## Por hacer
Según el texto sobre el río Mara, ¿cuánto tiempo pueden permanecer los hipopótamos bajo el agua sin respirar?

## Fragmento del texto

- - - - - - -

Una madre guepardo medio erguida vigila, mientras su cría la sigue de cerca, en el Masai Mara (Kenia)
Dicen del río Mara, que es uno de los más importante del continente africano. Nace en Kenya, discurre por Tanzania, para acabar desembocando sus aguas en el inmenso lago Victoria, el segundo más grande, por detrás del lago superior, en EEUU. En algunos tramos, hace de barrera natural entre dos países (Kenia y Tanzania) y entre dos reservas naturales (Masai Mara y Serengueti). En sus casi 400 kilómetros de recorrido, el río Mara lo abarca todo. La vida y la muerte.

Un hipopótamo (a la izquierda), y una madre elefante con su cría (al fondo a la derecha), en el río Mara, (Kenia).
Un grupo de hipopótamos retozaba dentro del agua, en uno de sus recodos. Varios reposaban sus cabezas encima del lomo de otros congéneres. Es curioso como, con toda la extensión que tiene el río, los hipopótamos, fieros defensores de su territorio, viven apiñados. Parecía como si, entre ellos, la diversión o el pasatiempo oficial fuera intentar quitarse el sitio. Primero sumergiéndose, -pueden estar hasta cinco minutos bajo el agua sin respirar-, y empujándose bajo el agua intentando hacerse un hueco. Luego emergiendo con unos inquietantes ojos como avanzadilla, para luego competir en el arte de “dislocarse la mandíbula”.

Un grupo de hipopótamos se refresca en el río Mara, Masai Mara (Kenia).
La boca, cuanto más abierta y amenazante, tanto mejor. Los ejemplares más adultos, se jactan en mostrar a sus adversarios el tamaño de sus temibles colmillos. En algunos de los casos surgen de las encías como auténticas astillas de madera desperdigadas de forma irregular. En la parte inferior cuentan con cuatro temibles colmillos. Dos apuntando hacia arriba, y otros dos, dispuestos hacia delante. Las batallas entre dos machos son terroríficas. Cada cual abre todo lo que puede la boca, dejando a la vista sus hileras de dientes. El choque consiste en encajar sus mandíbulas, propinando desgarros y pinchazos profundos en las rosadas bocas, y sus gigantescas caras (en comparación con sus minúsculos ojos). De manera que en los temibles lances a mordiscos, el hipopótamo puede desgarrar hacia arriba, hacia abajo (con los colmillos superiores) y también puede apuñalar hacia delante.

Un joven hipopótamo abre la boca mientras el grupo descansa en el río Mara (Kenia).
Y un poco más allá, difícilmente distinguible entre el lodo, el color chocolate del agua, y el margen del río, se encontraba un espeluznante cocodrilo del Nilo. Su cuerpo, -prehistórico-, dibujaba una mortífera ese en el agua, de tonos entre marrón, verde botella, caqui y amarillo pálido. El lomo, con varias ristras de durísimas escamas, quedaba a la vista, mientras gran parte de las patas permanecían sumergidas en el lecho del río. La larga cabeza, también quedaba fuera, y sus ojos estaban entrecerrados. Todo él desprendía la viva imagen del miedo más atávico del hombre. Un asesino implacable, que puede atacarte en el agua, por sorpresa. Pero lo más peligroso era que no quedaba a la vista. Sus inacabables filas de dientes, capaces de despedazar a sus presas con un seco movimiento de cuello y mandíbulas, permanecían ocultas. Boca cerrada y ojos bien atentos.

- - - - - - -

## Registros proporcionados
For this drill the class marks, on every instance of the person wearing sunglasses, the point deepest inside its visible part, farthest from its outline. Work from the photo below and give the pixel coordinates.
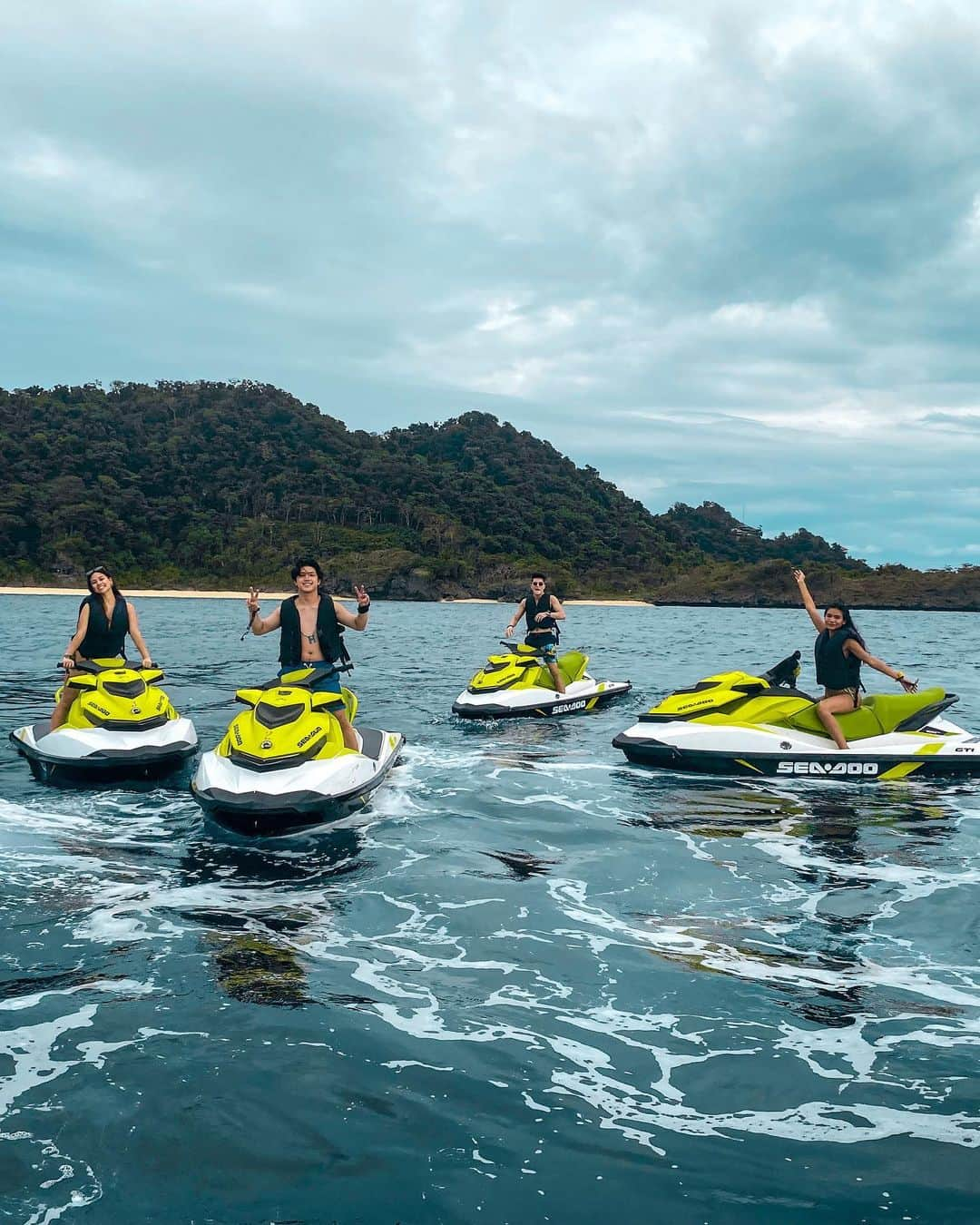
(104, 620)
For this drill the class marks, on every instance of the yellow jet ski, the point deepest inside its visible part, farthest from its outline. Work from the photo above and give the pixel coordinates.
(122, 724)
(520, 683)
(735, 723)
(283, 765)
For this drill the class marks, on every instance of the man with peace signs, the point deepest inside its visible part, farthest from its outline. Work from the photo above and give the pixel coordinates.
(310, 632)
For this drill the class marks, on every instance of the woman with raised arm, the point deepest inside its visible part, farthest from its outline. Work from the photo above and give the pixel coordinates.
(839, 653)
(104, 620)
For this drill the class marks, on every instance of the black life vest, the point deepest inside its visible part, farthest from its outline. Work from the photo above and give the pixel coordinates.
(532, 608)
(104, 636)
(835, 669)
(328, 632)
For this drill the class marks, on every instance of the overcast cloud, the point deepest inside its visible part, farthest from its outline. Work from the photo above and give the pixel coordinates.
(723, 251)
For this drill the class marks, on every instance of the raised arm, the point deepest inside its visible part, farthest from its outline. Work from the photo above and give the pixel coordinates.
(811, 608)
(260, 625)
(851, 647)
(137, 639)
(359, 620)
(514, 619)
(67, 659)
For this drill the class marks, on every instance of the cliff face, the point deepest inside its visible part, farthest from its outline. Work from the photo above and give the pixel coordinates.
(224, 484)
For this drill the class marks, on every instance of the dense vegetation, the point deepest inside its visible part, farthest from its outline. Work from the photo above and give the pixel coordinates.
(223, 484)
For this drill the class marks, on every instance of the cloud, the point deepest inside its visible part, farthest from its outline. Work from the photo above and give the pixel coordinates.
(720, 250)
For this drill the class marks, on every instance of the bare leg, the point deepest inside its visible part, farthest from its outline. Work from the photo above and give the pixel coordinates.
(347, 728)
(64, 704)
(826, 710)
(556, 678)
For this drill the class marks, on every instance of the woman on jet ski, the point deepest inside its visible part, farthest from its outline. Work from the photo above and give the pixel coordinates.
(104, 620)
(839, 652)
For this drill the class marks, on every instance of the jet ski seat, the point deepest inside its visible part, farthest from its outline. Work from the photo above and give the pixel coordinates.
(877, 714)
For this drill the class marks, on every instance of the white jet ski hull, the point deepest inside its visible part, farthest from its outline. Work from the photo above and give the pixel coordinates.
(580, 697)
(766, 750)
(276, 801)
(98, 751)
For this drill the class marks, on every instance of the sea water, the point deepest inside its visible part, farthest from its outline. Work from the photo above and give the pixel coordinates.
(532, 984)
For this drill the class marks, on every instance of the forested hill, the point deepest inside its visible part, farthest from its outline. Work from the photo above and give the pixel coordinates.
(222, 484)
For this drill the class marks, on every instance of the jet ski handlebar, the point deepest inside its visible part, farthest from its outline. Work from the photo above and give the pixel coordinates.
(786, 671)
(90, 665)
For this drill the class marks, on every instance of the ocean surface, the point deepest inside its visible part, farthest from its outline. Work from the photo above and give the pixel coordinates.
(533, 984)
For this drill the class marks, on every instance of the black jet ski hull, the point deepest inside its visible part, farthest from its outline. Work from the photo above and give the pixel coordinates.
(244, 806)
(851, 766)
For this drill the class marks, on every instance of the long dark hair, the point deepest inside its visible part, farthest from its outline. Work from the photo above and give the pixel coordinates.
(102, 570)
(848, 620)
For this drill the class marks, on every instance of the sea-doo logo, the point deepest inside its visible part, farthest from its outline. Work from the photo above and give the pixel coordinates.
(832, 769)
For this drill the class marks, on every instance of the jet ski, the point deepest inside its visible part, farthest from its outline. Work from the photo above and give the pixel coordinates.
(122, 724)
(738, 724)
(283, 765)
(520, 683)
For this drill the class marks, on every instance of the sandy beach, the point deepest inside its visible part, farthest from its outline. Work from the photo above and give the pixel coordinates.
(141, 594)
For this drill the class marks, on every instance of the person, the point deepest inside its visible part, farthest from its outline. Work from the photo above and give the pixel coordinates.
(542, 610)
(839, 653)
(104, 620)
(310, 632)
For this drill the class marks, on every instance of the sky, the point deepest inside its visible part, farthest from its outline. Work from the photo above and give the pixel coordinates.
(721, 251)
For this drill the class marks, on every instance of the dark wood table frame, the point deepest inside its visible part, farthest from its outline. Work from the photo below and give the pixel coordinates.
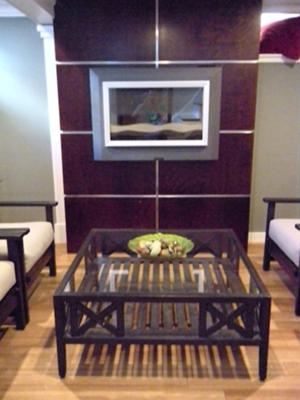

- - - - - - -

## Respuesta
Hasta cinco minutos.